**TASK TO CARRY OUT:** Give back only the lines in the records below from the one with "pot. Review it and find all matching regions." to the one with "wall. Review it and find all matching regions.", both inclusive, word for word.

**GIVEN RECORDS:**
-=-=-=-=-

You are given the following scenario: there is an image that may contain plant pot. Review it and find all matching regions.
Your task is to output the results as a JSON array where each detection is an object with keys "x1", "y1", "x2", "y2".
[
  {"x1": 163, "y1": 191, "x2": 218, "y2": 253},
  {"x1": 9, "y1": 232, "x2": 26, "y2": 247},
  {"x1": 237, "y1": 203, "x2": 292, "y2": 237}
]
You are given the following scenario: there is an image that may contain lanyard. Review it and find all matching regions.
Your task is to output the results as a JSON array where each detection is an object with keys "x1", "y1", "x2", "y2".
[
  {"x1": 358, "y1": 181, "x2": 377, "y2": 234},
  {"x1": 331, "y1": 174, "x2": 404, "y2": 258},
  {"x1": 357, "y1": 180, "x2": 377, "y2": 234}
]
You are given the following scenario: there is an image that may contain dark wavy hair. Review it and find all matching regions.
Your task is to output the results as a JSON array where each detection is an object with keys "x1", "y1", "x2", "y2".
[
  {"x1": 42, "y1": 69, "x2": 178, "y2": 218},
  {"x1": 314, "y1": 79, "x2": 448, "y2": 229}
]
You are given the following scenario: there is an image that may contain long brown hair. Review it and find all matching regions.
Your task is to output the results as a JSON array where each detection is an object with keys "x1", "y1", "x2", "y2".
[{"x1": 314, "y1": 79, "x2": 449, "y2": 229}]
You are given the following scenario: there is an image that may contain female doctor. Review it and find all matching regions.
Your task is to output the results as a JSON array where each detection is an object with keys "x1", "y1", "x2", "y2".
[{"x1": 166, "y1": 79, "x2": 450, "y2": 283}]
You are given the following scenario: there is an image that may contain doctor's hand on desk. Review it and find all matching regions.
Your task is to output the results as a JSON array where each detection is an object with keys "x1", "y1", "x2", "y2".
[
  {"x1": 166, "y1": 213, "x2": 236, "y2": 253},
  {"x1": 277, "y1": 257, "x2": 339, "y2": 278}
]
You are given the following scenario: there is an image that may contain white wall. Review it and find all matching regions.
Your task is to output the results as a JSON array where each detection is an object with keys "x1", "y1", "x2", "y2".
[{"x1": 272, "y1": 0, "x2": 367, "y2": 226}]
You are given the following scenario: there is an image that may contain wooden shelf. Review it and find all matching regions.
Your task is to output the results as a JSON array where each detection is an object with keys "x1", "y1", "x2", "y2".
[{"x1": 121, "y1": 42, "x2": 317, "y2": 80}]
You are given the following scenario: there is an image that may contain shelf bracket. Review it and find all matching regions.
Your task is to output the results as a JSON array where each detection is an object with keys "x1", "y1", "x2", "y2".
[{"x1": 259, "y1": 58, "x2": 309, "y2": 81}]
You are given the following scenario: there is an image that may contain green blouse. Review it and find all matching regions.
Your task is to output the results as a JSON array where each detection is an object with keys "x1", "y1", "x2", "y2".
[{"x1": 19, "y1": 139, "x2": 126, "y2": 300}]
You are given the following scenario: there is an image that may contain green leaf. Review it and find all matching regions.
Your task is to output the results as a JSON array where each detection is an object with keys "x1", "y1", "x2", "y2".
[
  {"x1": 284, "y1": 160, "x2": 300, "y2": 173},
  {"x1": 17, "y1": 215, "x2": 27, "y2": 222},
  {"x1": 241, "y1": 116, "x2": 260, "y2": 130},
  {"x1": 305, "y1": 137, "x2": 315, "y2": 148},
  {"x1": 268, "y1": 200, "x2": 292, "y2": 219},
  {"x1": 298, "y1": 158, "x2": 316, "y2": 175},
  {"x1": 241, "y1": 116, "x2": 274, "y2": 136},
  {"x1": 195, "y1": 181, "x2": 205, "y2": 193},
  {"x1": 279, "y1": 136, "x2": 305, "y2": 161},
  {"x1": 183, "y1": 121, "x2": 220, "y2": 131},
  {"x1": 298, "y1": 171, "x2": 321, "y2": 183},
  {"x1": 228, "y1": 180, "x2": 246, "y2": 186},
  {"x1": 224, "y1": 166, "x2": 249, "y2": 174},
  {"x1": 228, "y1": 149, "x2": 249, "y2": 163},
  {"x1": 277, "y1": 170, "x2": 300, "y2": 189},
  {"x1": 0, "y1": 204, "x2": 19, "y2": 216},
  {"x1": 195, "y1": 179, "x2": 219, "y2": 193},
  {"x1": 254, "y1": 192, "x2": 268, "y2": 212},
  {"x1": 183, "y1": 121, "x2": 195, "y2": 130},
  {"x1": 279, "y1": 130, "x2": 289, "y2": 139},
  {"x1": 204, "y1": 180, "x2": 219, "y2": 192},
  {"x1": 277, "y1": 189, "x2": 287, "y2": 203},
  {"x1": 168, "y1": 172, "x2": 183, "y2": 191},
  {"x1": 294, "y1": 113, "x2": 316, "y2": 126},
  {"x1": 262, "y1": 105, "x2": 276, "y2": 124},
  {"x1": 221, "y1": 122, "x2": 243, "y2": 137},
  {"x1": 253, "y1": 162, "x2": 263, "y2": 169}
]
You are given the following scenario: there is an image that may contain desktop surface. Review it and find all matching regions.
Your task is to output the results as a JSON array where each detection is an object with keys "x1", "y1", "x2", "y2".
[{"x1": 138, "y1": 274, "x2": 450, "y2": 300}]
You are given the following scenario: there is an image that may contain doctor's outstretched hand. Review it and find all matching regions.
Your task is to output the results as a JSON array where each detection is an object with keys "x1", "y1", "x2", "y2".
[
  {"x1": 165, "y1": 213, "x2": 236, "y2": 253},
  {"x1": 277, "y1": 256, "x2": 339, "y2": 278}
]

-=-=-=-=-

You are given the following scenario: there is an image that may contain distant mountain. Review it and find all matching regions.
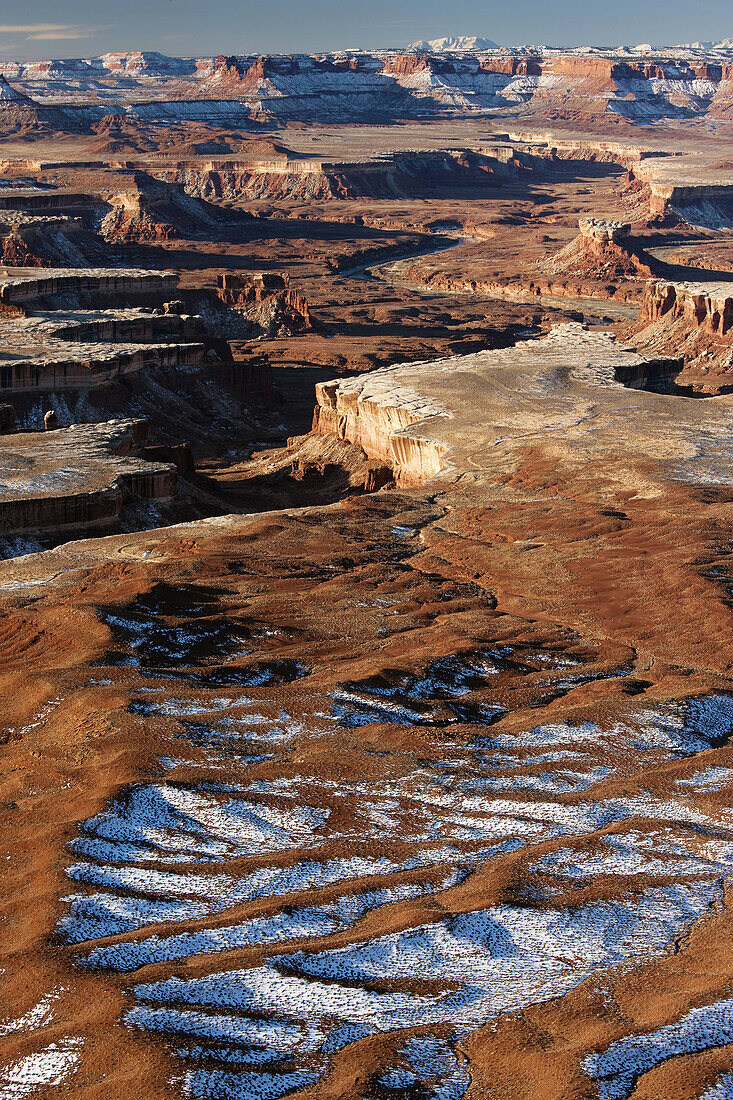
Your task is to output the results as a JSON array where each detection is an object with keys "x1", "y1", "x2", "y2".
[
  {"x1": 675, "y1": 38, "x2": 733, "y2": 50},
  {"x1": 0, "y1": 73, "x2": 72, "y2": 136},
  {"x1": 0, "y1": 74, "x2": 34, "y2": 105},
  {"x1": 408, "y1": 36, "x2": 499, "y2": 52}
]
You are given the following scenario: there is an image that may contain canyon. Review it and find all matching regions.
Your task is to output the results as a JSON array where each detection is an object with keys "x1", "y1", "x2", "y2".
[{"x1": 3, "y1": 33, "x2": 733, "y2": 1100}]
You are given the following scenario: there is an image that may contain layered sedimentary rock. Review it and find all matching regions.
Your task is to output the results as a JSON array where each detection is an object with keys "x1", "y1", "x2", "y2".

-=-=-=-=-

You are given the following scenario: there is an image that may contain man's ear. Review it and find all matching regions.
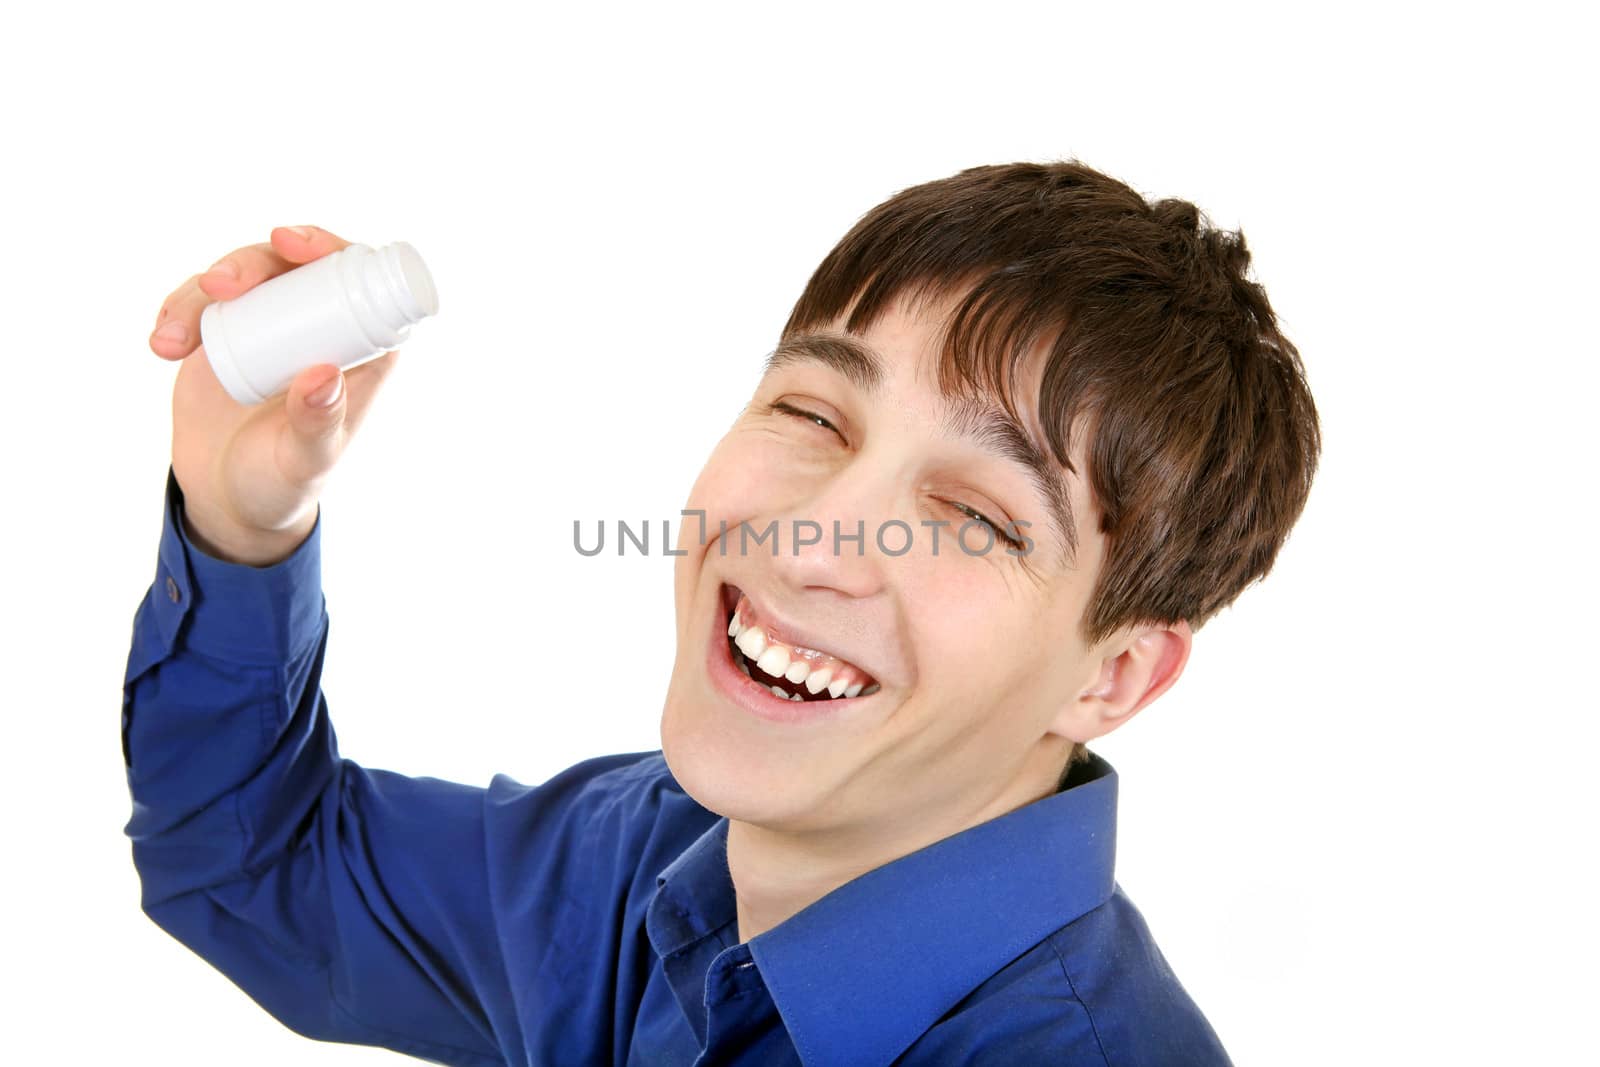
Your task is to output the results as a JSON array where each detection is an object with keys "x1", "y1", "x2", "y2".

-=-=-=-=-

**PROBLEM SOLUTION:**
You are given the following scenario: there is an image that may contain plant pot. Review it and find all matching regions.
Your task is to output the results as a JSON array where each detection is an object with keys "x1", "y1", "x2", "y2".
[
  {"x1": 163, "y1": 191, "x2": 218, "y2": 253},
  {"x1": 9, "y1": 232, "x2": 26, "y2": 247},
  {"x1": 237, "y1": 203, "x2": 292, "y2": 237}
]
You are given the following scenario: there is an image that may contain lanyard. Review it and find all matching regions.
Your task is to output the results as a JSON array where each detection is an object with keys "x1", "y1", "x2", "y2".
[
  {"x1": 358, "y1": 181, "x2": 377, "y2": 234},
  {"x1": 331, "y1": 174, "x2": 404, "y2": 258},
  {"x1": 357, "y1": 180, "x2": 377, "y2": 234}
]
You are given the following scenario: there is an image that may contain dark wavy hair. Review it and find all matching regions.
Your task is to output the results as a JSON array where each detection is an object with keys "x1", "y1", "x2", "y2".
[
  {"x1": 42, "y1": 69, "x2": 178, "y2": 218},
  {"x1": 314, "y1": 79, "x2": 448, "y2": 229}
]
You are given the following scenario: there is an image that may contain long brown hair. Review it and find all matching regions.
Your task is to output the results as a JSON array where each detection is an object with keys "x1", "y1", "x2", "y2".
[{"x1": 314, "y1": 79, "x2": 449, "y2": 229}]
You are given the following scenario: there is an image that may contain female doctor. Review it and find all matching regions.
Your task is to output the results as a JSON array where each detection is an object with keys "x1", "y1", "x2", "y2".
[{"x1": 166, "y1": 79, "x2": 450, "y2": 283}]
You are given the following scenario: there is an image that may contain doctor's hand on desk. Review it and find all matching regions.
Your task is to output the results as a JSON array where each detection is an object with keys "x1", "y1", "x2", "y2".
[
  {"x1": 166, "y1": 213, "x2": 236, "y2": 253},
  {"x1": 277, "y1": 257, "x2": 339, "y2": 278}
]
You are given the following scenario: there is an image that may contain white wall. Review it and find all matching regions.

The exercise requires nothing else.